▶ _GIVEN PROBLEM 1_
In the FISTA passage, what did O'Donoghue and Candès (2015) propose?

▶ _SUPPLIED TEXT_
Although FISTA is superior to ISTA both on theoretical results and numerical performance, a common observation when running FISTA is the appearance of ripples or bumps in the trace of objective value near the optimal solution. Using a spectral analysis, Tao et al. (2016) have shown that FISTA slows down compared to ISTA when close enough to the optimal solution. To improve the convergence rate of FISTA, they switch to ISTA toward the end of the iteration process. On the other hand, O’Donoghue and Candès (2015) have proposed restart schemes for FISTA to avoid rippling behaviors. Moreover, Wen et al. (2017) have obtained a linear convergence rate of the sequence generated by FISTA with a fixed restart.

▶ _SUPPLIED MATERIAL_
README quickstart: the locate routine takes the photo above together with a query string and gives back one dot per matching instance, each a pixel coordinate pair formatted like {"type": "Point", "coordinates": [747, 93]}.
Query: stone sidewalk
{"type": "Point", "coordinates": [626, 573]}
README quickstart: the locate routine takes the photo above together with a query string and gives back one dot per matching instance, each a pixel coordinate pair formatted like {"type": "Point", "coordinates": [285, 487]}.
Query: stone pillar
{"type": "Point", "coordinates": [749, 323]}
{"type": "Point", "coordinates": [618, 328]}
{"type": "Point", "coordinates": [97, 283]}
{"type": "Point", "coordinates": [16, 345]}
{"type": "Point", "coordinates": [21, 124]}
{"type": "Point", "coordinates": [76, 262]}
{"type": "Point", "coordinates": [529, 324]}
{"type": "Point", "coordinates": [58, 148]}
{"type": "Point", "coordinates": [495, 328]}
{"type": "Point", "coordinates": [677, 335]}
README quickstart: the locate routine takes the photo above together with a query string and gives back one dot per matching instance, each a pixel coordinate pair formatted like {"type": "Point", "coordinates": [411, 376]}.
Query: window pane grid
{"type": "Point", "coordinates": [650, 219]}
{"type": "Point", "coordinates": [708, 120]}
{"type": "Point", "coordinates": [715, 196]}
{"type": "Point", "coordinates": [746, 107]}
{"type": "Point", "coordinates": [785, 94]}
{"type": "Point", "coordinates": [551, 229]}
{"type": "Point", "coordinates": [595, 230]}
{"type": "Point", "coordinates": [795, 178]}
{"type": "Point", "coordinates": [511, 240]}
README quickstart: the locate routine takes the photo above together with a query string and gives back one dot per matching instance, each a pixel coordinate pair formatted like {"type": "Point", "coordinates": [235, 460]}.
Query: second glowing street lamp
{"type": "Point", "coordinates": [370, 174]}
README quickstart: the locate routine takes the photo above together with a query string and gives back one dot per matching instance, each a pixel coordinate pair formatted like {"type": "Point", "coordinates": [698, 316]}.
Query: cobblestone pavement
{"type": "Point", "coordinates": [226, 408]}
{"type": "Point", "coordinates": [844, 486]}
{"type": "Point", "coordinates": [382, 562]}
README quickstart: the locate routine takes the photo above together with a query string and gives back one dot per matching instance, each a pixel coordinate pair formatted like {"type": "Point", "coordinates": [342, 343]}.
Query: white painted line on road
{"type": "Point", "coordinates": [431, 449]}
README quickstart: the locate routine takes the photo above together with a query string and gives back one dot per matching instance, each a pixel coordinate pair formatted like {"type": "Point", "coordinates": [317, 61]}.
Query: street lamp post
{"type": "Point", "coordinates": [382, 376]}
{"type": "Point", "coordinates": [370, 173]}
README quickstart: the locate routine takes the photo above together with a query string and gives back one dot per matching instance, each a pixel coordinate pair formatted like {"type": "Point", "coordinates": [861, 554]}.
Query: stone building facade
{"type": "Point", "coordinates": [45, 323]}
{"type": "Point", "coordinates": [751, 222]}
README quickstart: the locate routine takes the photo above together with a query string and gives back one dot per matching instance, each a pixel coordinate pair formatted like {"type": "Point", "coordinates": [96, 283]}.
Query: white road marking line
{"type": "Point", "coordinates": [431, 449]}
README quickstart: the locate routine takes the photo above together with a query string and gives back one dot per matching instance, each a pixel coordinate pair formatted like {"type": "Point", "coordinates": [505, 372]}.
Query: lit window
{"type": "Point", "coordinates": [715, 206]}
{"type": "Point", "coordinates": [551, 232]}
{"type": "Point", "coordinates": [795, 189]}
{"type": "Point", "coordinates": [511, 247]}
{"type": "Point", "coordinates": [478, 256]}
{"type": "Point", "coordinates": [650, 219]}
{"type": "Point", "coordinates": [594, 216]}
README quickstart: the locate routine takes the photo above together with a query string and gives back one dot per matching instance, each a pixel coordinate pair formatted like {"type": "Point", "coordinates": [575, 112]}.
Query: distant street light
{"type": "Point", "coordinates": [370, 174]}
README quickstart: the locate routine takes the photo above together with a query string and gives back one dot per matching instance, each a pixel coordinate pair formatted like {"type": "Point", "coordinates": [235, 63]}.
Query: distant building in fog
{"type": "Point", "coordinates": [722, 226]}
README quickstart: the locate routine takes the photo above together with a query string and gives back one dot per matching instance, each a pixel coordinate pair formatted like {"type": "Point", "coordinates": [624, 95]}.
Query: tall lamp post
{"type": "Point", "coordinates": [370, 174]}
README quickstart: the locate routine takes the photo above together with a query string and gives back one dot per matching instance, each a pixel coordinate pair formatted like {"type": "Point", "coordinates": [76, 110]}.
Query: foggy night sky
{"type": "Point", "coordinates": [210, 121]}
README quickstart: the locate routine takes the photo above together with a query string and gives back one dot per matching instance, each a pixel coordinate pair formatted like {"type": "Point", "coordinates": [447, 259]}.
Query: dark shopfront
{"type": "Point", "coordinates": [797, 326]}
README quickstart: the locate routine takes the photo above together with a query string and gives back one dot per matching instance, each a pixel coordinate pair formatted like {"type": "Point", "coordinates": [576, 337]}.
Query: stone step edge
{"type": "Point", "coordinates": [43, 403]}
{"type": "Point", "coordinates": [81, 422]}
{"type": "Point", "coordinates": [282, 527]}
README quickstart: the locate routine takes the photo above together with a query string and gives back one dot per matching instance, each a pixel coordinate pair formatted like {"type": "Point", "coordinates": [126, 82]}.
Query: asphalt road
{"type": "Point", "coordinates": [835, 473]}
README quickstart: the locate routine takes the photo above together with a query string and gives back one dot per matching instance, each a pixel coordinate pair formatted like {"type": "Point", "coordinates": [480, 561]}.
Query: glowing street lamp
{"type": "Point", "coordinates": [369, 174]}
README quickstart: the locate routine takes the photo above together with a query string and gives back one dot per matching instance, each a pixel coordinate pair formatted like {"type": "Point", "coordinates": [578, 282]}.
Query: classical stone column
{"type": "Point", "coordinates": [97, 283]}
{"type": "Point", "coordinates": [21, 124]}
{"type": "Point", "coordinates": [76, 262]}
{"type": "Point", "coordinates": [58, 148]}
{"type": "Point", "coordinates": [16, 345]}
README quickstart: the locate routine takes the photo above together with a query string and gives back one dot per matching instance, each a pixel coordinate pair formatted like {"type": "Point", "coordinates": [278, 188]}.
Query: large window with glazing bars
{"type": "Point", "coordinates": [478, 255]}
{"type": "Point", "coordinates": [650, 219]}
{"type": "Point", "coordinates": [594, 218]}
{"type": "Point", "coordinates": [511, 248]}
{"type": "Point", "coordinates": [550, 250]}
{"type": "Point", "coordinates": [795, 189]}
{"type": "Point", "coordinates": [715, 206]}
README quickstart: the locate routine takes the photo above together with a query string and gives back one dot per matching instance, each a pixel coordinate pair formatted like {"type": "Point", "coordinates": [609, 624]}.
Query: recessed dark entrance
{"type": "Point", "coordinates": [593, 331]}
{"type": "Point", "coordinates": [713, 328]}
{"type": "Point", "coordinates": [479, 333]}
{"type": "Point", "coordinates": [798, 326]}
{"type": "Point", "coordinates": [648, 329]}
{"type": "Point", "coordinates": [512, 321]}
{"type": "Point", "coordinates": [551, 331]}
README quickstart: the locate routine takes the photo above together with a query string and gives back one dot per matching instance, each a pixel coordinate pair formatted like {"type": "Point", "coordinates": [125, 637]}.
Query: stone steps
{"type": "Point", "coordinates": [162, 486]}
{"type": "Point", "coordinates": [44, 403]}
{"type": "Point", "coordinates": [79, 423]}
* * *
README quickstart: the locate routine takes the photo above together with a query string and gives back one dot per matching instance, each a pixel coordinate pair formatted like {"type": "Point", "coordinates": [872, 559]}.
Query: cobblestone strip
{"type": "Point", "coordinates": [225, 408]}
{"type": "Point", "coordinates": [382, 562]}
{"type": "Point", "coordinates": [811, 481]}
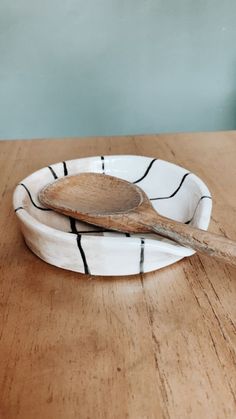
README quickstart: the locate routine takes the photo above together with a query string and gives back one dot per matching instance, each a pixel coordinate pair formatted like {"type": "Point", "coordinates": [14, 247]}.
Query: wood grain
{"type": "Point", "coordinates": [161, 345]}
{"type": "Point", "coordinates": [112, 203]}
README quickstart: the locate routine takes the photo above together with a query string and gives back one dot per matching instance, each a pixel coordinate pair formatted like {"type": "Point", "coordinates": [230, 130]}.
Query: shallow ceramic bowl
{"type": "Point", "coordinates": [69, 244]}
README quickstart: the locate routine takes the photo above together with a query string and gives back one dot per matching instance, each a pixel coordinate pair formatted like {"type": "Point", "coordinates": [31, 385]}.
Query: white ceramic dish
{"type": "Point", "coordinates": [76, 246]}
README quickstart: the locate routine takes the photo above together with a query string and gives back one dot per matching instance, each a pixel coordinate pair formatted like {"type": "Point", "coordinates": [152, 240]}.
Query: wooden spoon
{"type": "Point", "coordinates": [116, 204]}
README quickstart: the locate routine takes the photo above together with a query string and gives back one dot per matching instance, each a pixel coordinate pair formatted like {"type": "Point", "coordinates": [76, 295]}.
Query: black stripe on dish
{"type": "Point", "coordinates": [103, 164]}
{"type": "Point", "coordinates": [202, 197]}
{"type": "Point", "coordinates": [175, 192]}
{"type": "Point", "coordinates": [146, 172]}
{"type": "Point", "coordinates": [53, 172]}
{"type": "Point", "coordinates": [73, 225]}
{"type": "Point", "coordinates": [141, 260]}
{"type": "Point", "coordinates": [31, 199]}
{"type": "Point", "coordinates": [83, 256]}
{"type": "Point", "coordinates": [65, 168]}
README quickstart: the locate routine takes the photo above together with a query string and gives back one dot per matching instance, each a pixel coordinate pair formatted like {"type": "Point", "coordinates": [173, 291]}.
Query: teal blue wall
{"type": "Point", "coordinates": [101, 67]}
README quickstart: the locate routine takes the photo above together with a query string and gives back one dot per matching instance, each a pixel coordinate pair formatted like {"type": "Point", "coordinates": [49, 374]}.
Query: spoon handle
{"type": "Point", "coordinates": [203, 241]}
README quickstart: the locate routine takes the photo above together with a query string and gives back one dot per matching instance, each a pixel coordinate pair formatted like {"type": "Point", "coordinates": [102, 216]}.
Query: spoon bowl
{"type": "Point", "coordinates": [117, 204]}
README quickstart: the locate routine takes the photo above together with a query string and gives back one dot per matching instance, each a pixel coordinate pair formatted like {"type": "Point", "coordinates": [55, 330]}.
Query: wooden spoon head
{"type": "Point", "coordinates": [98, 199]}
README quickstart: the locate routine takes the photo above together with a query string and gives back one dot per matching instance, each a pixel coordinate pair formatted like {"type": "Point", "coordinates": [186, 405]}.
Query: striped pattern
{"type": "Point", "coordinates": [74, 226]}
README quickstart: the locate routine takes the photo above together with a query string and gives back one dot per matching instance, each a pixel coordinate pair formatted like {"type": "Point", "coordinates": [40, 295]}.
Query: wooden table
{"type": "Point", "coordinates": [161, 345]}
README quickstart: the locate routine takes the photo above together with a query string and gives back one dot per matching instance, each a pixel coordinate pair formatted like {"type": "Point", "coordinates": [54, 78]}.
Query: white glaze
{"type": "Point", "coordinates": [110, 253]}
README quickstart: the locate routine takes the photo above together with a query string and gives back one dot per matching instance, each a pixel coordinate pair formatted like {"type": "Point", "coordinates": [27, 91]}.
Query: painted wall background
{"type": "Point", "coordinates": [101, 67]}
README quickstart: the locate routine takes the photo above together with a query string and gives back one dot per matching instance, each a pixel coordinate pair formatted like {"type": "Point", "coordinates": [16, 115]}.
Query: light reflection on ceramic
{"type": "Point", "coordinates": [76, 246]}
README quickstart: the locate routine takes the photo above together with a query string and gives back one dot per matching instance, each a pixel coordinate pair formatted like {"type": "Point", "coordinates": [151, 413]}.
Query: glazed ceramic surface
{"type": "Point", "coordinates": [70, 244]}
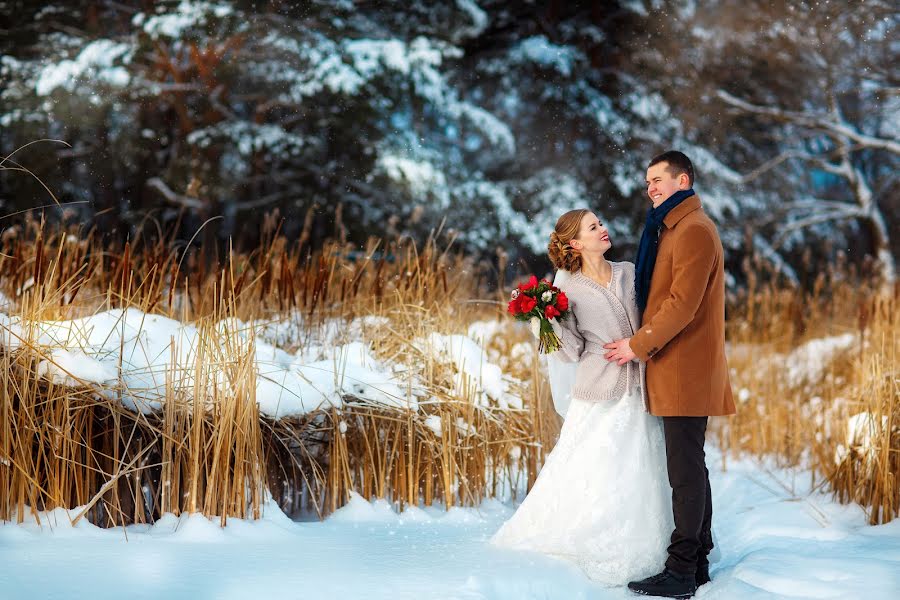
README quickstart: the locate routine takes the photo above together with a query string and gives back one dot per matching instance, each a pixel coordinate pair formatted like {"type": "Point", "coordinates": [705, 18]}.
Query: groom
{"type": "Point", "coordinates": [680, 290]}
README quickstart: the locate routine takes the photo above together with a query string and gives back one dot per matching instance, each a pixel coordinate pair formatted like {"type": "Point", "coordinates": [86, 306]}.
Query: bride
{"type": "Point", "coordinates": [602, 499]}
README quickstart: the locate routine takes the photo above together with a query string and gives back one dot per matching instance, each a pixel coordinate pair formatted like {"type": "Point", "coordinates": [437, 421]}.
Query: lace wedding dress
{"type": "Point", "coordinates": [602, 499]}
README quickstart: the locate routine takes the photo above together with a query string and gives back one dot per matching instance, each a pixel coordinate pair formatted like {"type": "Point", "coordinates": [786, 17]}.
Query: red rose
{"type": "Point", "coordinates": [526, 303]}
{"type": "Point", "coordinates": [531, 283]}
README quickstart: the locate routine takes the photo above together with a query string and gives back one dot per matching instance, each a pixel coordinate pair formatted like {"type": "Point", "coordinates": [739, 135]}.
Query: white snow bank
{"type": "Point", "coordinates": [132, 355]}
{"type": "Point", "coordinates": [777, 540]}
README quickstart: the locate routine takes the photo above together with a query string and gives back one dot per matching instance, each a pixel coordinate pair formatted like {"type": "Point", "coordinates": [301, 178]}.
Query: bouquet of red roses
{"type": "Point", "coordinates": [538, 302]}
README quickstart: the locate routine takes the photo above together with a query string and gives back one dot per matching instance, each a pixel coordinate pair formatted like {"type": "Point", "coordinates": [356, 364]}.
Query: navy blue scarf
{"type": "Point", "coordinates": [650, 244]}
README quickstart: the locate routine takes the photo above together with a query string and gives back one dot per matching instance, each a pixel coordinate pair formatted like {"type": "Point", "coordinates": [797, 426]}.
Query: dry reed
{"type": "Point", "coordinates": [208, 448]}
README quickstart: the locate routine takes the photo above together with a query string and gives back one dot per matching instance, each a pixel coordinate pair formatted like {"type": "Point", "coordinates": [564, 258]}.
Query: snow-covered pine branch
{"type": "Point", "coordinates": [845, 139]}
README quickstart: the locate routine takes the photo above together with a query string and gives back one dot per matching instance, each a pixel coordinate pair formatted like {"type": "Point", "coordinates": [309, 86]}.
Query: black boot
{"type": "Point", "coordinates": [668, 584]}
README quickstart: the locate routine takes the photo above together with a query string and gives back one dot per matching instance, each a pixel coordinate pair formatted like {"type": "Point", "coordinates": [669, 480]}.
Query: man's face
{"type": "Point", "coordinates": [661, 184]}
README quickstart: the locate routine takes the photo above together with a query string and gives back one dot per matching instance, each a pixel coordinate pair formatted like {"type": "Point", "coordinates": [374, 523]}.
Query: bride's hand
* * *
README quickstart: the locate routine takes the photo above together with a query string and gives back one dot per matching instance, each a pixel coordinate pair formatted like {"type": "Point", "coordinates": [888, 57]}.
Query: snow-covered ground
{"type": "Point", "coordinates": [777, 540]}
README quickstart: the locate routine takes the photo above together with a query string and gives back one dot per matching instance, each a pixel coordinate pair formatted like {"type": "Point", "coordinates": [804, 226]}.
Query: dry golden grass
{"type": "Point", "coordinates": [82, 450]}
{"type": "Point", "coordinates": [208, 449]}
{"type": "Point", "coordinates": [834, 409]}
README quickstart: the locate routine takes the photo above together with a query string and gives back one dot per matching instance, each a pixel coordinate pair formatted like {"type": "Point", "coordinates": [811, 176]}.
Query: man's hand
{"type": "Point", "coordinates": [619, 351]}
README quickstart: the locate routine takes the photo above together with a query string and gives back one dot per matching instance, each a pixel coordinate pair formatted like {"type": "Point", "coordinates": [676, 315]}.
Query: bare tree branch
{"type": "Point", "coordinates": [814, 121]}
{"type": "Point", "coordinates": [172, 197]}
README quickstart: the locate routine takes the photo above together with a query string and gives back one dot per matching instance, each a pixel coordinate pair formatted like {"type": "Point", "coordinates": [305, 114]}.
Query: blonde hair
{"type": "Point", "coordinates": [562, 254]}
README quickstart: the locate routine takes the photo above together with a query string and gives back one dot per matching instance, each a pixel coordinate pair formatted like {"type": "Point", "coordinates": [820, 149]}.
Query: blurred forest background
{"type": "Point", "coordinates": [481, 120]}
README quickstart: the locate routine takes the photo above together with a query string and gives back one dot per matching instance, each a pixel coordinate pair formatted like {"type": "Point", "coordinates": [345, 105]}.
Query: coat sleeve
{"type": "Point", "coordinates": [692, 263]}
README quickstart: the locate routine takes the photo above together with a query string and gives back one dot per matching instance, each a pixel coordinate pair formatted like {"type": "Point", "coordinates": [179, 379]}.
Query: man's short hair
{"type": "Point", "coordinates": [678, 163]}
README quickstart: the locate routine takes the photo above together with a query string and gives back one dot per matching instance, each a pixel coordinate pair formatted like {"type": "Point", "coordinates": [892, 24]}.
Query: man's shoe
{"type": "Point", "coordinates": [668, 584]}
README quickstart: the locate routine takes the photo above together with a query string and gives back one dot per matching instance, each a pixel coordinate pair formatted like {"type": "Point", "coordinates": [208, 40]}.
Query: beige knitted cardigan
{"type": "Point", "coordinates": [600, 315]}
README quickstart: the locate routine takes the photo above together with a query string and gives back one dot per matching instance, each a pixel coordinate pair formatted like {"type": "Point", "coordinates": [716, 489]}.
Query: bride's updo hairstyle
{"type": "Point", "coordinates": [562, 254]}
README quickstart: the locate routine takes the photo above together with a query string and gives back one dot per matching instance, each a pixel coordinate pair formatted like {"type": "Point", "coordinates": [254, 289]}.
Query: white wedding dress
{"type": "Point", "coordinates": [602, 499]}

▶ _GIVEN PROBLEM 2_
State how many lines of the entries contain the word "lamp". Give only the number.

▶ _WRITTEN SOLUTION 1_
They proposed restart schemes for FISTA to avoid rippling behaviors.

▶ _WRITTEN SOLUTION 2_
4